== Extracted text

Thumbs are too small for you? I guess your screwed, as I think (some might argue) 10g vert is too small for any tricolor/anthonyi or any pumilio, and in my opinion there really just isn't enough floor space for any other kinds. I personally think that the only thing that can work well in a 10g vertical is a pair of Ranitomaya.


----------



## jdooley195 (Oct 19, 2009)

Some Variablilis and Banded Imitators are surprisingly large...my bandeds are the same length as my Almirante, but a little heftier, and my neighbor had some Variabilis that were easily larger than both of those. When I was asking around abbout size of pums, here's what I got 

http://www.dendroboard.com/forum/oophaga/93010-size-pumilio.html

Just to add, my banded imis are just as bold as my Azureus, if not more so...I don't know if they're all that way or what, but mine don't mind me at all. I have to shake the front lid to get them off so I can feed them


----------



## scoy (Jan 22, 2013)

I was kinda scared when getting my first thumbs , but the care isnt to much different from that of any other frog. You said yoy want to put a "few" in so I'd say green or orange sirensis would be a good pick. A group of four would be ok for a 10g , although some would argue that. But they are generallya good starter thumb as are the banded imis. As for pums yoy prolly want ti get some experience before going that route. But I will say my escudo are some of the smallest pums and are some of my boldest frogs, even with all the leaf litter plants and other hidding spots every time I look into there viv I'll see atleast two of the three.

====
== Task material

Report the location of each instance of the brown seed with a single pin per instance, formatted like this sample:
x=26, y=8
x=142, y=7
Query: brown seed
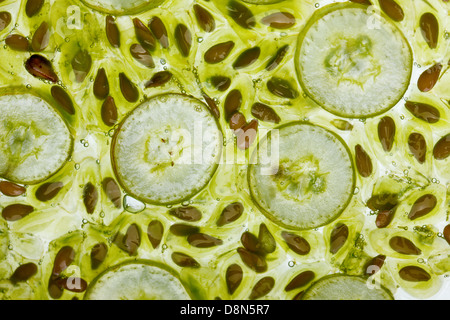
x=383, y=201
x=384, y=217
x=17, y=211
x=159, y=79
x=63, y=259
x=183, y=260
x=221, y=83
x=262, y=288
x=17, y=42
x=392, y=9
x=247, y=58
x=300, y=280
x=39, y=67
x=41, y=37
x=112, y=191
x=144, y=35
x=63, y=99
x=296, y=243
x=11, y=189
x=363, y=162
x=414, y=274
x=90, y=197
x=33, y=7
x=24, y=272
x=429, y=77
x=266, y=240
x=446, y=233
x=279, y=56
x=112, y=32
x=279, y=20
x=233, y=277
x=441, y=149
x=101, y=84
x=212, y=105
x=5, y=19
x=386, y=133
x=201, y=240
x=230, y=213
x=183, y=39
x=241, y=14
x=422, y=206
x=404, y=246
x=204, y=18
x=232, y=103
x=128, y=89
x=418, y=146
x=252, y=260
x=264, y=113
x=141, y=55
x=109, y=111
x=181, y=229
x=338, y=237
x=98, y=255
x=281, y=88
x=81, y=65
x=374, y=265
x=429, y=28
x=186, y=213
x=250, y=242
x=155, y=232
x=237, y=121
x=219, y=52
x=48, y=191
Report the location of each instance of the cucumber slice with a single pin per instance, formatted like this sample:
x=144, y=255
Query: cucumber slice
x=345, y=287
x=352, y=62
x=35, y=142
x=167, y=149
x=303, y=176
x=119, y=7
x=137, y=280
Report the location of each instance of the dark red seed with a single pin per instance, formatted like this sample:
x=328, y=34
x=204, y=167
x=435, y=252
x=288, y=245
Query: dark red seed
x=155, y=233
x=63, y=99
x=11, y=189
x=363, y=161
x=429, y=78
x=423, y=111
x=429, y=28
x=414, y=274
x=230, y=213
x=386, y=133
x=90, y=197
x=17, y=211
x=233, y=276
x=279, y=20
x=300, y=280
x=422, y=206
x=338, y=237
x=48, y=191
x=98, y=255
x=40, y=67
x=404, y=246
x=112, y=191
x=374, y=265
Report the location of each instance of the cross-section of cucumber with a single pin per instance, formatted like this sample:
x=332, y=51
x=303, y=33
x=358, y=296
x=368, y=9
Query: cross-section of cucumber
x=137, y=280
x=119, y=7
x=167, y=149
x=303, y=176
x=35, y=142
x=352, y=61
x=345, y=287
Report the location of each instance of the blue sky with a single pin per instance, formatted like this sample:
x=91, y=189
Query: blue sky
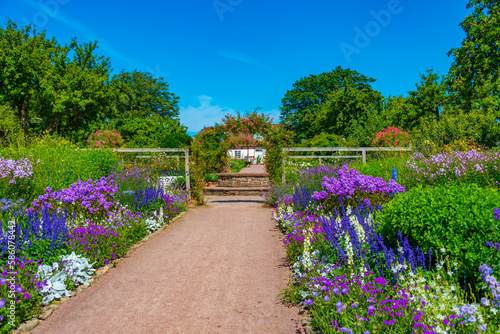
x=227, y=55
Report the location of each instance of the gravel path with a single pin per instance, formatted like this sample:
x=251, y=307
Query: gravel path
x=216, y=270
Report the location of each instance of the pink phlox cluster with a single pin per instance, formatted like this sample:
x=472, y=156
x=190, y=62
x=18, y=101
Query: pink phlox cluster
x=16, y=169
x=92, y=195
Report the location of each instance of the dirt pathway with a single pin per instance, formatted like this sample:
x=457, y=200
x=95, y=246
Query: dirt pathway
x=216, y=270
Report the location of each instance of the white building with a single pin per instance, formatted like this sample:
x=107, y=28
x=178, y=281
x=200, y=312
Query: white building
x=250, y=152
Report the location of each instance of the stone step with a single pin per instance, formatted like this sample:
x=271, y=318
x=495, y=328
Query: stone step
x=233, y=191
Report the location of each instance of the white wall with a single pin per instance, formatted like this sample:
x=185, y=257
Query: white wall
x=252, y=152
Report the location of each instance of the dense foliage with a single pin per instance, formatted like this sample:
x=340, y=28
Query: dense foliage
x=67, y=90
x=354, y=280
x=65, y=234
x=449, y=217
x=301, y=105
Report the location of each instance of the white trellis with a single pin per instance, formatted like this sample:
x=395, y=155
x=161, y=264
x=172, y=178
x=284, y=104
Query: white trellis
x=163, y=150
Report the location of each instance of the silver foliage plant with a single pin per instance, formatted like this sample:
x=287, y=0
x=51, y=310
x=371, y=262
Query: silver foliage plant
x=73, y=268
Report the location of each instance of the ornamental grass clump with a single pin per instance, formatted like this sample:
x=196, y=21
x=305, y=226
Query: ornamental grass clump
x=472, y=167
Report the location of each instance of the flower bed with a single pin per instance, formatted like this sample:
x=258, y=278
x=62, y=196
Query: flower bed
x=56, y=243
x=354, y=280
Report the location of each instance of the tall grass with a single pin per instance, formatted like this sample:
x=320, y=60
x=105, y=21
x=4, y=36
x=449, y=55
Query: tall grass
x=58, y=163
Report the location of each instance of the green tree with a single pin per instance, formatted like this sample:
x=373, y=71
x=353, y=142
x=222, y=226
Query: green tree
x=398, y=112
x=428, y=100
x=78, y=95
x=26, y=60
x=146, y=112
x=475, y=71
x=351, y=113
x=301, y=104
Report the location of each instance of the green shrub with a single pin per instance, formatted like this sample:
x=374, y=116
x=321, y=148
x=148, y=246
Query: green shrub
x=458, y=218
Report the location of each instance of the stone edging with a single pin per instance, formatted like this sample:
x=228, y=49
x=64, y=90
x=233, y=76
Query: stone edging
x=47, y=310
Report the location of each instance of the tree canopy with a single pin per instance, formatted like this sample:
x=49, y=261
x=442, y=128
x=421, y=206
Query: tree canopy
x=475, y=71
x=67, y=90
x=145, y=111
x=301, y=104
x=51, y=87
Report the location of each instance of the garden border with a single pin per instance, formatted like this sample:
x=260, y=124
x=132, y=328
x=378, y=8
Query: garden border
x=46, y=311
x=363, y=151
x=164, y=150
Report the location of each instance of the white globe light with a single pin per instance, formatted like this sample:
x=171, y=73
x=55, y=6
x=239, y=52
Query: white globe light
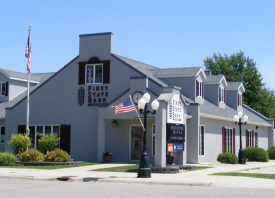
x=155, y=105
x=146, y=97
x=240, y=114
x=236, y=118
x=141, y=103
x=245, y=118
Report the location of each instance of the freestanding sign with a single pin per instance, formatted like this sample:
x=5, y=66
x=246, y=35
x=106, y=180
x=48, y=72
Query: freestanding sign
x=175, y=133
x=170, y=147
x=175, y=110
x=179, y=147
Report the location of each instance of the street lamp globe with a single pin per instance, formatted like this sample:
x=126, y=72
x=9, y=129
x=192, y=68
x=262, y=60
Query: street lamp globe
x=240, y=114
x=236, y=118
x=245, y=118
x=146, y=97
x=155, y=105
x=141, y=104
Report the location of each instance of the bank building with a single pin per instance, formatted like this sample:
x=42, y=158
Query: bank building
x=195, y=111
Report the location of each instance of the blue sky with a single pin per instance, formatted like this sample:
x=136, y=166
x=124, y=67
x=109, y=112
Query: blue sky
x=157, y=32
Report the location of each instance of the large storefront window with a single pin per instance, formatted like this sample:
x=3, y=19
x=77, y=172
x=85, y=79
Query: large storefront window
x=201, y=139
x=94, y=73
x=136, y=142
x=36, y=133
x=2, y=134
x=154, y=139
x=229, y=140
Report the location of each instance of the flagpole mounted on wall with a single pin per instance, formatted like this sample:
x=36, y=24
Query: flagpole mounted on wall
x=28, y=55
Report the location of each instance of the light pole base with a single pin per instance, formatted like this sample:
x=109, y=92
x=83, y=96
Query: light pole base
x=144, y=172
x=242, y=159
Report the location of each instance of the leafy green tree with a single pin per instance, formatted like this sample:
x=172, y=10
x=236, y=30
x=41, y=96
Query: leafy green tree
x=238, y=68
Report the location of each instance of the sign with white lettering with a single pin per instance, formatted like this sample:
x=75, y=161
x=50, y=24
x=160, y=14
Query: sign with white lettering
x=170, y=147
x=178, y=146
x=175, y=133
x=175, y=110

====

Exercise requirements:
1) Retype the lines of the entries word for word, starting at the line that contains "Report the location of each instance of the freestanding" and ending at the line that contains "x=179, y=147".
2) Write a continuation of the forum thread about which frogs suit a 10g vertical tank, picking up after its last post.

Results by task:
1)
Report the location of each instance of the freestanding sign with a single pin per instance, formatted like this sample:
x=5, y=66
x=246, y=35
x=106, y=180
x=48, y=72
Query: freestanding sign
x=175, y=133
x=170, y=147
x=175, y=110
x=179, y=147

2)
----------



## senditdonkey (Jan 19, 2013)

All my frogs (Sig line) climb often, except yellow backs.

All my thumbs spend most of their time off the ground, they come down to feed.

My leucs all sleep off the ground. 

No one told my azureus they were supposed to like ground space...


----------



## LizardLicker (Aug 17, 2012)

My P. bicolors use just about all of their 30 inches of vertical space. Sometimes they will stay up high in the bigger broms. They have no problem scaling the cork background and hanging out at the top for a bit. They aren't the least bit shy and will sit out in the open at the top for extended periods of time. 

It might be hard to tell how much vertical space they will actually use until you get them in there.


----------



## arian1123 (Mar 5, 2013)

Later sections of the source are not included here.